#### [WRITTEN EXERCISE]
Transcribe each line exactly.

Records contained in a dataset
------------------------------------
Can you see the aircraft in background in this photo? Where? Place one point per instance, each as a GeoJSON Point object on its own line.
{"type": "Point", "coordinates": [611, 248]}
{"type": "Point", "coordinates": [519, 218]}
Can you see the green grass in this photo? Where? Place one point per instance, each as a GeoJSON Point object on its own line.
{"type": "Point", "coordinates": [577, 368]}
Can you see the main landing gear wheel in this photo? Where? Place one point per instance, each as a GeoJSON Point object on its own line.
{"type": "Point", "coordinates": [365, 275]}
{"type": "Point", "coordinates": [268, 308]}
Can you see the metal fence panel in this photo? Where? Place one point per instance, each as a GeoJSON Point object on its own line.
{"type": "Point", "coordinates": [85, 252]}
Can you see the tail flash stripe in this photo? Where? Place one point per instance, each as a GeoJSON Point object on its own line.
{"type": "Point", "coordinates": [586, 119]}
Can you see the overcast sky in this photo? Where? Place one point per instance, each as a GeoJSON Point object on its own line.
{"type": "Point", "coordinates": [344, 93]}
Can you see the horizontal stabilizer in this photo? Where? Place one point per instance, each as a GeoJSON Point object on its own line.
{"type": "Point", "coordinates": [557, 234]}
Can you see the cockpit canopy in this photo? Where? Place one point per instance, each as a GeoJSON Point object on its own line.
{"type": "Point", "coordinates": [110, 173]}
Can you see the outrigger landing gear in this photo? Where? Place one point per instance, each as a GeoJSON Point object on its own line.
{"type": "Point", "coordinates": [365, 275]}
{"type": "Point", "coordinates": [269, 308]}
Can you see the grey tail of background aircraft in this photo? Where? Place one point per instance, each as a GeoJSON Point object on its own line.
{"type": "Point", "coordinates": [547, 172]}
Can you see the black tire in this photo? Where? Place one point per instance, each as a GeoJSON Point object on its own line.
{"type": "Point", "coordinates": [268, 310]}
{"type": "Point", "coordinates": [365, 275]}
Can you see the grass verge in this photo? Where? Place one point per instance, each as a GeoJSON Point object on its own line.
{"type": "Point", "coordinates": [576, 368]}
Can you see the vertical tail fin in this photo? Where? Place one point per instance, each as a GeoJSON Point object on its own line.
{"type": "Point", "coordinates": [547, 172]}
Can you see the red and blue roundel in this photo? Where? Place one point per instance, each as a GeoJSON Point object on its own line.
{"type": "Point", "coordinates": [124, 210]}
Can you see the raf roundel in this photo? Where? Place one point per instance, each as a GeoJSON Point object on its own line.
------------------------------------
#### [SOLUTION TO THIS PROBLEM]
Can you see the aircraft in background in this photo? Where? Place one point per instance, each as a GeoJSON Point object on its own line.
{"type": "Point", "coordinates": [611, 248]}
{"type": "Point", "coordinates": [519, 218]}
Can you see the green grass in this photo? Where? Place one point per instance, each as a GeoJSON Point object on its own line.
{"type": "Point", "coordinates": [577, 368]}
Can you see the main landing gear wheel in this photo? Where? Place one point per instance, each as a GeoJSON Point object on its own line.
{"type": "Point", "coordinates": [365, 275]}
{"type": "Point", "coordinates": [268, 308]}
Can you see the metal fence panel in this photo? Where? Place one point per instance, each as a GeoJSON Point object on its own line.
{"type": "Point", "coordinates": [85, 252]}
Can you see the tail flash stripe in this photo? Where? Place one point per instance, each as a GeoJSON Point object on its own line.
{"type": "Point", "coordinates": [586, 119]}
Can you see the overcast sky in this photo? Where? Place one point per instance, each as a GeoJSON Point object on its own line.
{"type": "Point", "coordinates": [344, 93]}
Can you see the horizontal stabilizer in this photo? Where? Place one point per instance, each as a GeoJSON Point object on its own line.
{"type": "Point", "coordinates": [557, 234]}
Can you see the cockpit canopy in this photo? Where? Place one point per instance, each as a GeoJSON Point object on its own line.
{"type": "Point", "coordinates": [110, 173]}
Can you see the outrigger landing gear in this photo? Where? Place one point per instance, each as a GeoJSON Point object on its own line.
{"type": "Point", "coordinates": [365, 275]}
{"type": "Point", "coordinates": [269, 308]}
Can you see the grey tail of background aircraft in this photo? Where? Place one point per instance, each as a GeoJSON Point object on its own line.
{"type": "Point", "coordinates": [547, 172]}
Can you see the black tire in this photo? Where? Place one point per instance, each as a GeoJSON Point object on its own line.
{"type": "Point", "coordinates": [268, 310]}
{"type": "Point", "coordinates": [365, 275]}
Can you see the grass verge in this photo? Where? Place one point per instance, each as a GeoJSON Point object on its own line.
{"type": "Point", "coordinates": [576, 368]}
Can you see the vertical tail fin in this photo? Where? Place one point per instance, each as a GeoJSON Point object on its own line.
{"type": "Point", "coordinates": [547, 172]}
Can you see the red and blue roundel in this photo? Where? Place one point per instance, each as a GeoJSON Point object on its own line.
{"type": "Point", "coordinates": [124, 210]}
Can you see the raf roundel in this photo? Where? Place one point per instance, each as a GeoJSON Point object on its own line.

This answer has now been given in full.